Point annotation records:
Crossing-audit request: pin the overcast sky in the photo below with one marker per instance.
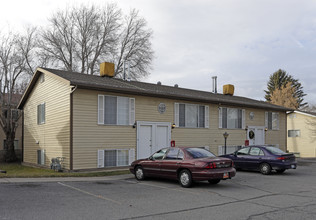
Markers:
(242, 42)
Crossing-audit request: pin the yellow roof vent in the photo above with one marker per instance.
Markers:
(228, 89)
(107, 69)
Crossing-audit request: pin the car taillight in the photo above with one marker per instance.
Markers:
(210, 166)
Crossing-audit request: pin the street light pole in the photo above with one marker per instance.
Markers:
(225, 137)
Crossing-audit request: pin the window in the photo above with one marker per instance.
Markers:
(231, 118)
(159, 154)
(41, 157)
(272, 120)
(116, 110)
(115, 157)
(275, 150)
(191, 115)
(255, 151)
(243, 151)
(199, 153)
(16, 144)
(294, 133)
(172, 154)
(41, 114)
(14, 113)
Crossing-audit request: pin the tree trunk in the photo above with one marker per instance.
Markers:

#### Problem statement:
Write out every line of the items above as a numbered list, skipping any blank lines. Leave the pictures out of the answer.

#### Response to this task:
1. Crossing-audit request: pin the overcast sky in the photo below with one marker per instance.
2. Markers:
3. (242, 42)
4. Crossing-audit request: pin the yellow roof vent in the photo above with one marker per instance.
5. Markers:
6. (228, 89)
7. (107, 69)
8. Crossing-audit request: pin the car taillight in the photo above with one marker per instance.
9. Markers:
10. (210, 166)
11. Crossing-audit request: pin the street light pole in the photo above with one marker per instance.
12. Markers:
13. (225, 137)
14. Crossing-audit request: pin the window in the photo above with one marker per instance.
15. Markers:
16. (231, 118)
17. (159, 154)
18. (41, 157)
19. (272, 120)
20. (116, 110)
21. (115, 157)
22. (275, 150)
23. (191, 115)
24. (255, 151)
25. (243, 151)
26. (199, 153)
27. (16, 144)
28. (294, 133)
29. (172, 154)
30. (41, 114)
31. (14, 113)
32. Crossing-audit request: pin the tree trunk in the photo above with one marker per instance.
33. Markers:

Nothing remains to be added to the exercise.